# [Énoncé de l'exercice]
Pouvez-vous restituer intégralement la critique de « Comme meurent les papillons », sans y changer un seul mot ?

# [Extrait de page]
𝗖𝗼𝗺𝗺𝗲 𝗺𝗲𝘂𝗿𝗲𝗻𝘁 𝗹𝗲𝘀 𝗽𝗮𝗽𝗶𝗹𝗹𝗼𝗻𝘀
Pablo Behague
Éditions ExÆquo
Collection Atlantéïs
304 pages

Je réalise que la thématique de la mort de l’enfance est une des plus tragiques à lire. Sommes-nous condamnés à la pleurer toute notre vie de misère ? A sombrer dans la folie ? L’amitié et la solidarité peuvent-elles nous protéger ou retarder notre chute ? Pablo décrit avec talent le destin de quatre adolescents à Chaudrillon sur Noure, petite ville vosgienne plutôt tranquille jusqu’à la fameuse nuit des bébés possédés et l’apparition inquiétante de papillons noirs. La manifestation du diable ? Un univers fantastique finement décrit précipite quatre adolescents, Adama, Sarah, Tommy et Max, dans un monde adulte terrifiant, cauchemardesque. Comme il est difficile de grandir dans ce monde trop grand qui ne semble pas voué au bonheur, et d’en comprendre les enjeux. Les adultes sont bien impuissants et vulnérables de leur côté, il ne faudrait jamais l’oublier. Je n’aurais pas aimé être mère d’un petit bébé hurleur qui semble lui aussi en proie à des angoisses terrifiantes et manipulé par des forces qui le dépassent. L’univers du conte offre des clés de compréhension et des descriptions qui raviront les amateurs d’épouvante, dans une chambre de bébé, dans la bibliothèque, au cimetière, derrière la porte d’une chapelle, dans une grotte….

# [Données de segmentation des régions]
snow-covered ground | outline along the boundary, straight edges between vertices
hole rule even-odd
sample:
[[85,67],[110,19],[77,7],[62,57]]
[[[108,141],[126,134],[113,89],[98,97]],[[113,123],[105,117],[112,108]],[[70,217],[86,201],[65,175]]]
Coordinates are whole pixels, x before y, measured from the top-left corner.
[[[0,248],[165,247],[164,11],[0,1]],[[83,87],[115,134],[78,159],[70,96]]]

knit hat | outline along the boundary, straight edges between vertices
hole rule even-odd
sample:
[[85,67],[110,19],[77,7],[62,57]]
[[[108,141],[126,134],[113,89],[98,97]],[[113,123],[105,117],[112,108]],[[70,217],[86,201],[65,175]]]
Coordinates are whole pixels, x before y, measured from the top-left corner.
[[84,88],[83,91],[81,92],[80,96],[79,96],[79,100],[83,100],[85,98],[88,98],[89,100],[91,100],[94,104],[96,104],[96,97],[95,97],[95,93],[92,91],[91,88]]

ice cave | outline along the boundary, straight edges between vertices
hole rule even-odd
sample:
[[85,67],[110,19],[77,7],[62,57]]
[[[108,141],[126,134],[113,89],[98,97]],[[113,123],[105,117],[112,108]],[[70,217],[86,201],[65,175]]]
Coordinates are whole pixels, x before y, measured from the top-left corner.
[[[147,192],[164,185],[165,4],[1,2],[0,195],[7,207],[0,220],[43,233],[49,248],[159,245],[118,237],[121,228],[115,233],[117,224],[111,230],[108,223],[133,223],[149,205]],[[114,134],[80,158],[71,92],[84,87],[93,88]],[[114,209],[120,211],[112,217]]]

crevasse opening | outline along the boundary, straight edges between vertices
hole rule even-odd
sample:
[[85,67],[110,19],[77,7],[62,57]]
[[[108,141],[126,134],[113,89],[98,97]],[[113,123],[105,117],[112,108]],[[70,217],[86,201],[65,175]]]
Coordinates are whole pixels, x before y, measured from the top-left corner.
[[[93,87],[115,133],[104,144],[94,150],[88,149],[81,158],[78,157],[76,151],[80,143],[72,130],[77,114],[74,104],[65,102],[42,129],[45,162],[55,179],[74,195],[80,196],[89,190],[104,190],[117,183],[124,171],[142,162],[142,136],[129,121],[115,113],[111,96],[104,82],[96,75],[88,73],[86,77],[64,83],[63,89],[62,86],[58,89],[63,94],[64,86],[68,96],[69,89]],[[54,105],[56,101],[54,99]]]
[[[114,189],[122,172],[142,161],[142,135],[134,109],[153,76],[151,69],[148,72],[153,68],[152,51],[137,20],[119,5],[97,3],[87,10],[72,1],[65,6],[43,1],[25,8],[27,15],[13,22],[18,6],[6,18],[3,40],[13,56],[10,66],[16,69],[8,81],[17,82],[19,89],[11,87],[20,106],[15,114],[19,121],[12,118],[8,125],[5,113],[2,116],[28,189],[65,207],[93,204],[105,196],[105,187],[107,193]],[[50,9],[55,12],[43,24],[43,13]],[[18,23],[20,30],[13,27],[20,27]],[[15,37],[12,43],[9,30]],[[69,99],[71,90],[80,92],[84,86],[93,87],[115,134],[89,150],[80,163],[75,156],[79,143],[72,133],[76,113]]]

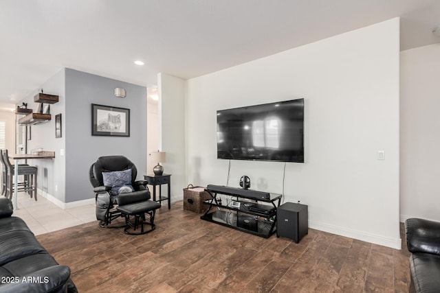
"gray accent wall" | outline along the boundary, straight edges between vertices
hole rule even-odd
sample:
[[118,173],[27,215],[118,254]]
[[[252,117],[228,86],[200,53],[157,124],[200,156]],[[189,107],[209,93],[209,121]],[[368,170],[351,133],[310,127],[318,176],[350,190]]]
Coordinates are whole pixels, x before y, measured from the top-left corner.
[[[126,91],[125,98],[114,95],[114,89]],[[35,148],[54,151],[55,159],[30,160],[38,167],[41,192],[60,202],[69,203],[94,198],[89,180],[90,165],[101,156],[123,155],[138,167],[138,179],[146,169],[146,88],[135,84],[63,69],[40,87],[44,93],[58,95],[59,102],[50,105],[52,120],[31,126],[28,152]],[[22,102],[36,111],[36,90]],[[130,137],[91,135],[91,104],[130,109]],[[55,138],[55,115],[62,115],[62,137]],[[62,152],[62,150],[63,152]],[[63,152],[64,152],[63,154]]]
[[[123,155],[143,179],[146,165],[146,88],[66,69],[65,202],[94,197],[89,181],[90,165],[101,156]],[[126,91],[125,98],[114,89]],[[91,135],[91,104],[130,109],[130,137]]]

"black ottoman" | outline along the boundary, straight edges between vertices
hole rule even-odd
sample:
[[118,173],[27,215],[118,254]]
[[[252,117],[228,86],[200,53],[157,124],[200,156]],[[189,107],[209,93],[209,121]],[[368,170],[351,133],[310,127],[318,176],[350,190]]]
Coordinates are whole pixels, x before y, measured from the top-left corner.
[[[125,228],[124,232],[129,235],[142,235],[153,231],[156,226],[154,224],[154,215],[156,209],[160,208],[160,204],[153,200],[145,200],[128,204],[119,205],[116,209],[125,217]],[[150,221],[145,220],[145,213],[148,213]],[[130,216],[134,216],[134,223],[130,220]],[[144,224],[151,226],[151,228],[145,231]],[[140,232],[131,232],[140,227]]]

# [Exercice corrigé]
𝗖𝗼𝗺𝗺𝗲 𝗺𝗲𝘂𝗿𝗲𝗻𝘁 𝗹𝗲𝘀 𝗽𝗮𝗽𝗶𝗹𝗹𝗼𝗻𝘀
Pablo Behague
Éditions ExÆquo
Collection Atlantéïs
304 pages

Je réalise que la thématique de la mort de l’enfance est une des plus tragiques à lire. Sommes-nous condamnés à la pleurer toute notre vie de misère ? A sombrer dans la folie ? L’amitié et la solidarité peuvent-elles nous protéger ou retarder notre chute ? Pablo décrit avec talent le destin de quatre adolescents à Chaudrillon sur Noure, petite ville vosgienne plutôt tranquille jusqu’à la fameuse nuit des bébés possédés et l’apparition inquiétante de papillons noirs. La manifestation du diable ? Un univers fantastique finement décrit précipite quatre adolescents, Adama, Sarah, Tommy et Max, dans un monde adulte terrifiant, cauchemardesque. Comme il est difficile de grandir dans ce monde trop grand qui ne semble pas voué au bonheur, et d’en comprendre les enjeux. Les adultes sont bien impuissants et vulnérables de leur côté, il ne faudrait jamais l’oublier. Je n’aurais pas aimé être mère d’un petit bébé hurleur qui semble lui aussi en proie à des angoisses terrifiantes et manipulé par des forces qui le dépassent. L’univers du conte offre des clés de compréhension et des descriptions qui raviront les amateurs d’épouvante, dans une chambre de bébé, dans la bibliothèque, au cimetière, derrière la porte d’une chapelle, dans une grotte….